EXERCISE OBJECTIVE = Look for "player" in the records and copy every line that has it.

(Records from a data source)
────────

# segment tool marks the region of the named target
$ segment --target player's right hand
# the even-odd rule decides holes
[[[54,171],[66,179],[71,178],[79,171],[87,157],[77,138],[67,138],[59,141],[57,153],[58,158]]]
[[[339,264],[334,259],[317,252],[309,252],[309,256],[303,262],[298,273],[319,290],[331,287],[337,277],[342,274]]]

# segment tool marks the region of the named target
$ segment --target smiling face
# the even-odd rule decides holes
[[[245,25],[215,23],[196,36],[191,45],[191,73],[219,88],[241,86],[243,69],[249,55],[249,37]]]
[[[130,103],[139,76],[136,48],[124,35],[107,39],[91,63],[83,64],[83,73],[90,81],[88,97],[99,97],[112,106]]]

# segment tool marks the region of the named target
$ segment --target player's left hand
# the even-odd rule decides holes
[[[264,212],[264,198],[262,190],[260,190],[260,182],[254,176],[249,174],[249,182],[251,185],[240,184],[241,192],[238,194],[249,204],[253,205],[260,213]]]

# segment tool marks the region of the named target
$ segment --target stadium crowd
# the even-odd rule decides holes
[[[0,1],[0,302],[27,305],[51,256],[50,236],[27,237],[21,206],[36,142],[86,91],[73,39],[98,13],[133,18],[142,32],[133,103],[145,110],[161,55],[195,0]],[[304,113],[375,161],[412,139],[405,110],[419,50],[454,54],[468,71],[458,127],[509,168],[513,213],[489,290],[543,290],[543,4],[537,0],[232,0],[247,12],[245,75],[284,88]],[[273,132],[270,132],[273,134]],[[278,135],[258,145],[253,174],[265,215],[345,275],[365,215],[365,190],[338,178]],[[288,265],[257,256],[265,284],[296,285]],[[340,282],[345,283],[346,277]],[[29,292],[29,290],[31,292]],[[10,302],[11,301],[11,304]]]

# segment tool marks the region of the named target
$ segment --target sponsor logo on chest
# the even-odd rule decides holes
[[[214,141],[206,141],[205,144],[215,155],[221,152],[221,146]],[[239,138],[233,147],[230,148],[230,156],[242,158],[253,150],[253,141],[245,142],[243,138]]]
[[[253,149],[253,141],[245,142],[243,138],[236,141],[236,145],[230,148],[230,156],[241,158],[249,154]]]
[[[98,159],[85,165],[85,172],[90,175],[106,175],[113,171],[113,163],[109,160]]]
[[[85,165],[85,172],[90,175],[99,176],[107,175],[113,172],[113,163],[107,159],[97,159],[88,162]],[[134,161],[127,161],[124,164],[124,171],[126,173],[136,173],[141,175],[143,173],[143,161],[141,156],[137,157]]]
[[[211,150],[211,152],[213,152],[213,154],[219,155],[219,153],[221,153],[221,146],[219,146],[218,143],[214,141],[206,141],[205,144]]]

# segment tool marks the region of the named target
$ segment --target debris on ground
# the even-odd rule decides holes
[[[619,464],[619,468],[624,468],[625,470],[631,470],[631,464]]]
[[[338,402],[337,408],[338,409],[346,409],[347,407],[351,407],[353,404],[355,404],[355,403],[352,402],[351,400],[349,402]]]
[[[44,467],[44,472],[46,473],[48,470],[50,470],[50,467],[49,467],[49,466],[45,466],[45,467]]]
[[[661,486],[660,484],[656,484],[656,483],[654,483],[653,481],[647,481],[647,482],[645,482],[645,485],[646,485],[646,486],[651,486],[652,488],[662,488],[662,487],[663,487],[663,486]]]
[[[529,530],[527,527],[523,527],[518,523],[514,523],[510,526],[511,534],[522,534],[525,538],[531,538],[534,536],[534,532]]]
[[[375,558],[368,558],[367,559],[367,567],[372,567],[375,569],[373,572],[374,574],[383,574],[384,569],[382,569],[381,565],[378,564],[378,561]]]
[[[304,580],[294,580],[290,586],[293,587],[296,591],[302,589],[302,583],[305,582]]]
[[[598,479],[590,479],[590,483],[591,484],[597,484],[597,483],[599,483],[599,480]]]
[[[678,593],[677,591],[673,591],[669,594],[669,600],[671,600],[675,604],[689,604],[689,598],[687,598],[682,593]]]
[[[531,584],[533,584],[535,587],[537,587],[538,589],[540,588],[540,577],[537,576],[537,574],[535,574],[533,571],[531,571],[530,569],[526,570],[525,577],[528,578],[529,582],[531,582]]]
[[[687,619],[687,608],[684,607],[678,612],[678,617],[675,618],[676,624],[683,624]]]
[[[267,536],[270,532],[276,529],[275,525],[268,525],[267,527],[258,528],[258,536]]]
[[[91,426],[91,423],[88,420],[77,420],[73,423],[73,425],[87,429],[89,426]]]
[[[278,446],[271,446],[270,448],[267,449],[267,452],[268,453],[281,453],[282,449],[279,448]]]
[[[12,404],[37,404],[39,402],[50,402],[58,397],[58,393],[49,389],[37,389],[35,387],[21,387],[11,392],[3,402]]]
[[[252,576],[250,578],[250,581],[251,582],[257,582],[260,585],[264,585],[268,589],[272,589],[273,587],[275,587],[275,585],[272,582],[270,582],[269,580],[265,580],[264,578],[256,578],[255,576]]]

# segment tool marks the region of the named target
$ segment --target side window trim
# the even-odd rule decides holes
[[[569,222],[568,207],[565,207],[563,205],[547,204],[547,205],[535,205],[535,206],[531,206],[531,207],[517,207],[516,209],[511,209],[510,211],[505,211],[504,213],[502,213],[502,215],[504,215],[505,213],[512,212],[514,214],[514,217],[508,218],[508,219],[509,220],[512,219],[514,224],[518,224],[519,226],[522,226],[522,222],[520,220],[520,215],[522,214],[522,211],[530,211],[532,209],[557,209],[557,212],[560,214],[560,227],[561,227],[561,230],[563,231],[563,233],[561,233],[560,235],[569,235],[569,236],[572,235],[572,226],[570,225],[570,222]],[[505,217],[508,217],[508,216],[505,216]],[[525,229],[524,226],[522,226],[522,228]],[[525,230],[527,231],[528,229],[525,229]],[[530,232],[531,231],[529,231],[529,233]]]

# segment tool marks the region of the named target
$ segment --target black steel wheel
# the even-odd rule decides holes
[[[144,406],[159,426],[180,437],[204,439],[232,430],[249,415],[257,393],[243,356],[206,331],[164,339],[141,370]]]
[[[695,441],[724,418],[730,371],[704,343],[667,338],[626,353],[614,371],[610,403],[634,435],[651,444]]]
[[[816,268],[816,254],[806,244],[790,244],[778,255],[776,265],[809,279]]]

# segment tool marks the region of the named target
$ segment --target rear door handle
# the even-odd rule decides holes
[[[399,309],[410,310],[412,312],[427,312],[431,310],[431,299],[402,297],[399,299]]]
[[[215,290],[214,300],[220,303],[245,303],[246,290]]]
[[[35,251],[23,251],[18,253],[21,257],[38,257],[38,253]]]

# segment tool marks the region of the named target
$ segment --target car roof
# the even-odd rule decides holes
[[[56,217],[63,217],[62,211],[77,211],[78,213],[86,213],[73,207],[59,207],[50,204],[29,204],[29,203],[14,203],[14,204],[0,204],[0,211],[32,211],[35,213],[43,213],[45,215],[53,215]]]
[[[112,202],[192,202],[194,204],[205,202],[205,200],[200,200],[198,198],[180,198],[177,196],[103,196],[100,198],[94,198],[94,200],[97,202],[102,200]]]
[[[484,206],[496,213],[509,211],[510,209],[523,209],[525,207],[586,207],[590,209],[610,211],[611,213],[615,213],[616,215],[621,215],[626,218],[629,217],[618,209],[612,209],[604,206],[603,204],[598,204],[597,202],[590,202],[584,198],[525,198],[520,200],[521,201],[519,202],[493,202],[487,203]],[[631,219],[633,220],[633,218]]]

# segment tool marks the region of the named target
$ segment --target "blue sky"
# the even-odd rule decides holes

────────

YOUR RESPONSE =
$ segment --target player's right hand
$ segment --target player's left hand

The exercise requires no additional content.